* _COMPLETE THE FOLLOWING_
A. In the forum thread about Baby and Ziggy, what reason does Laura give for Ziggy probably wondering what is on Baby?
B. Resume the forum thread about Baby and Ziggy from the point at which it stops.
[PROVIDED TEXT start]
# Baby and Ziggy



## Aly (Jul 30, 2007)

Thanks God for TWO knees!


Baby thinks if she doesn't see him, he's not really there









































































Ziggy preening his invisible tail 









Showing his tail jelousy


----------



## Laura (Jul 30, 2007)

awww look how cute there are sitting side by side...hehe, poor Ziggy because he doesn't have much of a tail he is probably wondering what that is on Baby  he is playing with his life getting close to her tail


----------



## Bea (Jul 26, 2007)

Awww, look at Ziggy trying to be cool and preen his tail like Baby.  They're such a cute pair.


----------



## Aly (Jul 30, 2007)
[PROVIDED TEXT end]
[STORED ROWS start]
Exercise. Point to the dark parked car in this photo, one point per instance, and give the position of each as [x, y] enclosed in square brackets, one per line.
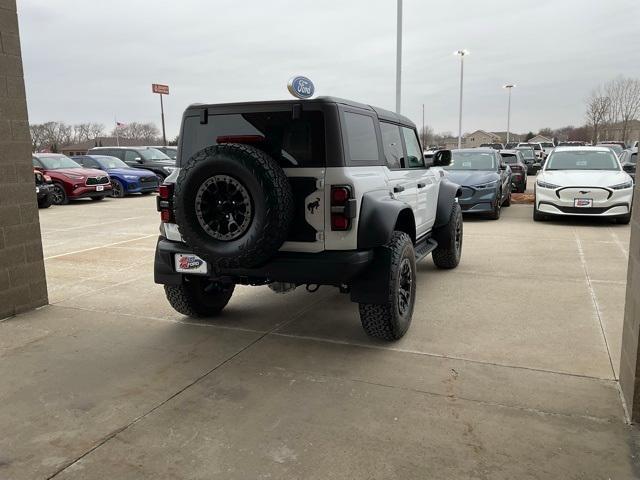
[44, 189]
[124, 179]
[140, 157]
[530, 159]
[629, 161]
[495, 146]
[485, 180]
[70, 180]
[514, 159]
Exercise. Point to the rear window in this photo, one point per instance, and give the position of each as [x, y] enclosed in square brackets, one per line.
[294, 143]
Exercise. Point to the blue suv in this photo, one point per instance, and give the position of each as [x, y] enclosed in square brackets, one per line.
[124, 179]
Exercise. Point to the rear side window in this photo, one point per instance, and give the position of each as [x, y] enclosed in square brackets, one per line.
[392, 143]
[415, 157]
[361, 138]
[293, 142]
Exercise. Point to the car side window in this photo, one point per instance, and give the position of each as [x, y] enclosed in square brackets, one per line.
[392, 143]
[361, 139]
[415, 157]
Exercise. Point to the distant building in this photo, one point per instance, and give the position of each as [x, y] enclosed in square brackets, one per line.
[83, 147]
[539, 139]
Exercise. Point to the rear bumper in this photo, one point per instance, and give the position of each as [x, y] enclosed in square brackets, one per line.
[323, 268]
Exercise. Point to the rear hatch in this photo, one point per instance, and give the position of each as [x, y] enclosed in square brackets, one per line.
[294, 137]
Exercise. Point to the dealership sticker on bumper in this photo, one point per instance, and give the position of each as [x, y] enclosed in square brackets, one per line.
[583, 202]
[190, 263]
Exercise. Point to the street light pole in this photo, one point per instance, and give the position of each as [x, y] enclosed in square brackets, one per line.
[509, 87]
[399, 57]
[461, 54]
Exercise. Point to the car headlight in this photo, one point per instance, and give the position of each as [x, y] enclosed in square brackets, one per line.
[542, 184]
[622, 186]
[485, 185]
[73, 177]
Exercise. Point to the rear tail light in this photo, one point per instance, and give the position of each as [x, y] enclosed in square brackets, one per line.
[165, 203]
[343, 207]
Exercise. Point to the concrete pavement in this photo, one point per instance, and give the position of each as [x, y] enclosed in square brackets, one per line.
[508, 370]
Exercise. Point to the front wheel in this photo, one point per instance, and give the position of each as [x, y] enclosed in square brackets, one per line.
[447, 253]
[59, 196]
[199, 297]
[390, 320]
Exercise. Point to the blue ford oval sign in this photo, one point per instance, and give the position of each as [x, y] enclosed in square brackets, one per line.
[301, 87]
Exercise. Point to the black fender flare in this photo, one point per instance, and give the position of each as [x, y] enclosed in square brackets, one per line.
[379, 213]
[447, 195]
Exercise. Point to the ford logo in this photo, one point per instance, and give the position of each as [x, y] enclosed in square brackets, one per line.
[301, 87]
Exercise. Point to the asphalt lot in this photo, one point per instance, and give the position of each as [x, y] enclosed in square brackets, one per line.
[508, 370]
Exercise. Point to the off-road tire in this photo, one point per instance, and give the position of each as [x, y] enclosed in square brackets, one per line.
[193, 300]
[59, 196]
[447, 253]
[45, 202]
[384, 321]
[270, 195]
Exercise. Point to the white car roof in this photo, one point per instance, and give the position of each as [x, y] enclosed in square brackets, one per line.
[581, 149]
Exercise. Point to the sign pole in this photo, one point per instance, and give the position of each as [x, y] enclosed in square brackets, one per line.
[164, 136]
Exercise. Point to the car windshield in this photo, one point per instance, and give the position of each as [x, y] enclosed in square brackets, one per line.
[615, 147]
[57, 162]
[472, 161]
[527, 153]
[110, 162]
[152, 154]
[582, 160]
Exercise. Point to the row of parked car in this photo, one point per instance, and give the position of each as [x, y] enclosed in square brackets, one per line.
[572, 180]
[104, 171]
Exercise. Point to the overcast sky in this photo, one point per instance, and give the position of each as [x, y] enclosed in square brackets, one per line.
[93, 61]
[STORED ROWS end]
* _ANSWERS IN ORDER_
A. Ziggy doesn't have much of a tail.

B.
laurago said:


> he is playing with his life getting close to her tail


you're right about that- the last few days she does seem to have relaxed a little around him though- still loves to hiss at him at times but will sleep in his cage, eat his food and not get too angry when it's his turn for cuddles..hehe


----------



## Rosie (Aug 27, 2007)

They are both so cute!  I never realised that Baby's tail was so beautiful...


----------



## Aly (Jul 30, 2007)

Rosie said:


> They are both so cute!  I never realised that Baby's tail was so beautiful...


Thank you! Yes, Baby really keeps herself very neat!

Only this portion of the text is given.